# Instructions for the task
Format the lines below as a numbered list, from the line that contains "Confirm that each instance of the child" through the end of the items, both ends included, and leave out any blank lines.

# Records for this task
* begin *

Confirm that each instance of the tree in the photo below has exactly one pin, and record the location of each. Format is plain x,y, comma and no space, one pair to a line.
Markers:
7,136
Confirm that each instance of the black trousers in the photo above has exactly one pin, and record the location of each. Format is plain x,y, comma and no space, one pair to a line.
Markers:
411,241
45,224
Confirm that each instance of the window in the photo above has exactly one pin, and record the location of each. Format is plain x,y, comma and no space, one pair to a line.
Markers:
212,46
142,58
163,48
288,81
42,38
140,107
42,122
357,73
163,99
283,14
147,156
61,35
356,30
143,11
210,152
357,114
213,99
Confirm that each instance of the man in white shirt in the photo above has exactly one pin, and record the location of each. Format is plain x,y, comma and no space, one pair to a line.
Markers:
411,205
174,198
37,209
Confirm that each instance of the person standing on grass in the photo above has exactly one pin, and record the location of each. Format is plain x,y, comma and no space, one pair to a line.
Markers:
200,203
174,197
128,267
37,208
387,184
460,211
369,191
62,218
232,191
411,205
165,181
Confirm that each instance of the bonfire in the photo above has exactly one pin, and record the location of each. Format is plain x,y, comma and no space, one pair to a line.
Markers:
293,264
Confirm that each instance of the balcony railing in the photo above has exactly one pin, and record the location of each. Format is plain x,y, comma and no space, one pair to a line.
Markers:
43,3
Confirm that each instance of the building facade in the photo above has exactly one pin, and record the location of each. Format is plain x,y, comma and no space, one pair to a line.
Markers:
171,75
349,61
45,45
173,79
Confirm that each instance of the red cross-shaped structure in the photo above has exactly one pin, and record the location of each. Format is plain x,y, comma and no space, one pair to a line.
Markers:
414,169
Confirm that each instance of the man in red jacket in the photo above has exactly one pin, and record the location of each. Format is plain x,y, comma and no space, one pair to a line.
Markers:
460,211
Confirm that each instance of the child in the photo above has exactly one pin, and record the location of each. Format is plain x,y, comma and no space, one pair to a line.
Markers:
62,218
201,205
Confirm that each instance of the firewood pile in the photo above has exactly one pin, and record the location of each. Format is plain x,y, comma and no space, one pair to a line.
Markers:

* end *

# Full answer
1. Confirm that each instance of the child in the photo above has exactly one pin, and record the location of each. Format is plain x,y, comma and no space, one pair to a line.
2. Markers:
3. 62,218
4. 201,205
5. Confirm that each instance of the firewood pile in the photo above has exactly one pin, and record the location of each. Format is plain x,y, comma and no space, one pair to a line.
6. Markers:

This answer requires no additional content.